Rescale the material below by rewriting every line in full, requests included. Multiply each coordinate in the answers by 2.35 and round to the nearest whole number, with halves rounded up.

Data in this exercise:
○ ○ ○ ○ ○
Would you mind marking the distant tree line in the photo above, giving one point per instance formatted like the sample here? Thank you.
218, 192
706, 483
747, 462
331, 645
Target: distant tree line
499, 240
○ ○ ○ ○ ○
Answer to the problem:
Would you mind marking the distant tree line in the photo above, giving one point per instance formatted like the sample here? Thank you.
218, 192
706, 483
747, 462
331, 645
Target: distant tree line
1173, 564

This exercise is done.